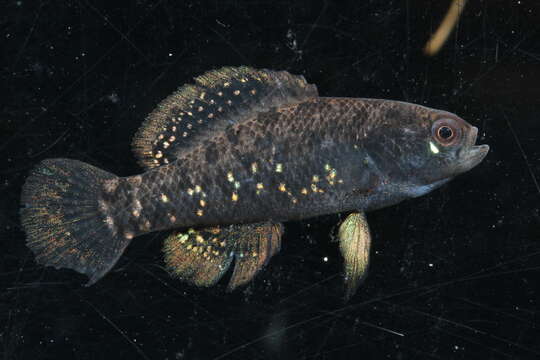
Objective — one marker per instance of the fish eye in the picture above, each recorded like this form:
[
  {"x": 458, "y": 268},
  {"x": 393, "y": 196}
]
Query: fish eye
[{"x": 446, "y": 132}]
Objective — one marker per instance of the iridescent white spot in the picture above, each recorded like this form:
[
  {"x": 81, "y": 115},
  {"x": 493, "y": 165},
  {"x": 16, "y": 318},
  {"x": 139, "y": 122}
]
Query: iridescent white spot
[{"x": 434, "y": 149}]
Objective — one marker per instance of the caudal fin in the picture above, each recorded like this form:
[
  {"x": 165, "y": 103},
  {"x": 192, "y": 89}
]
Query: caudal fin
[{"x": 64, "y": 225}]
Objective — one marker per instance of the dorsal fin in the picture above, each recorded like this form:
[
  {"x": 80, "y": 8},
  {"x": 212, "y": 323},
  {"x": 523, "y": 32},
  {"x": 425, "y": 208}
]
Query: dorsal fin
[{"x": 217, "y": 99}]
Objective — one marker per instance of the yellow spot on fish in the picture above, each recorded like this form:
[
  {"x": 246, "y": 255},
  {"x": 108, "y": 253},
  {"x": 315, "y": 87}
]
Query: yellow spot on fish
[
  {"x": 434, "y": 149},
  {"x": 332, "y": 174}
]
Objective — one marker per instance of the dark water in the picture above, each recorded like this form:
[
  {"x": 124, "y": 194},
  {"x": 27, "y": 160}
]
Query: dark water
[{"x": 454, "y": 274}]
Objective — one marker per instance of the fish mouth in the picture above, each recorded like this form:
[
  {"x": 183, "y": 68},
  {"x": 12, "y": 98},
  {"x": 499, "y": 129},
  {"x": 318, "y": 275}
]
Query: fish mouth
[{"x": 472, "y": 155}]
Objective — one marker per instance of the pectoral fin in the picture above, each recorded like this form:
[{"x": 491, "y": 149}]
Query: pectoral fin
[
  {"x": 354, "y": 243},
  {"x": 255, "y": 245},
  {"x": 202, "y": 256}
]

· · ·

> Problem statement: Write the data above out exactly. Leave out any pictures.

> Written solution:
Objective — one marker per instance of the fish eye in the picture above, each recorded like this form:
[
  {"x": 458, "y": 268},
  {"x": 393, "y": 196}
]
Query: fish eye
[{"x": 446, "y": 132}]
Objective — one marker per instance of the iridescent white spot in the picture above, each recorded like this form:
[
  {"x": 81, "y": 115},
  {"x": 493, "y": 165},
  {"x": 16, "y": 318},
  {"x": 139, "y": 122}
]
Query: iridescent white spot
[{"x": 434, "y": 149}]
Objective — one marker per instance of the caudal fin in the picture above, each recorded like this form:
[
  {"x": 165, "y": 103},
  {"x": 192, "y": 89}
]
Query: caudal fin
[{"x": 64, "y": 225}]
Objective — one marker per instance of the dorsal fin in the picture above, each recorded like this form:
[
  {"x": 80, "y": 8},
  {"x": 212, "y": 323},
  {"x": 523, "y": 32},
  {"x": 425, "y": 208}
]
Query: dorsal fin
[{"x": 217, "y": 99}]
Objective — one marker per instance of the yellow spot on fish in the picture above, each recorded like this form:
[
  {"x": 246, "y": 255},
  {"x": 108, "y": 253},
  {"x": 315, "y": 87}
]
Query: yellow spot on fish
[
  {"x": 434, "y": 149},
  {"x": 332, "y": 174}
]
Objective — one marker per instance of the dark water in the picture above, each recorded like this form:
[
  {"x": 124, "y": 194},
  {"x": 27, "y": 160}
]
Query: dark water
[{"x": 454, "y": 274}]
Objective — one marker per instance of the fish mouth in the picture above, each recorded like this form:
[
  {"x": 183, "y": 68},
  {"x": 12, "y": 98},
  {"x": 499, "y": 129},
  {"x": 318, "y": 275}
]
Query: fish mouth
[{"x": 472, "y": 155}]
Objective — one marker per instance of the pectoral fin in the picture above, each recorded like this form:
[{"x": 491, "y": 149}]
Query: pectoral fin
[
  {"x": 354, "y": 243},
  {"x": 255, "y": 245},
  {"x": 202, "y": 256}
]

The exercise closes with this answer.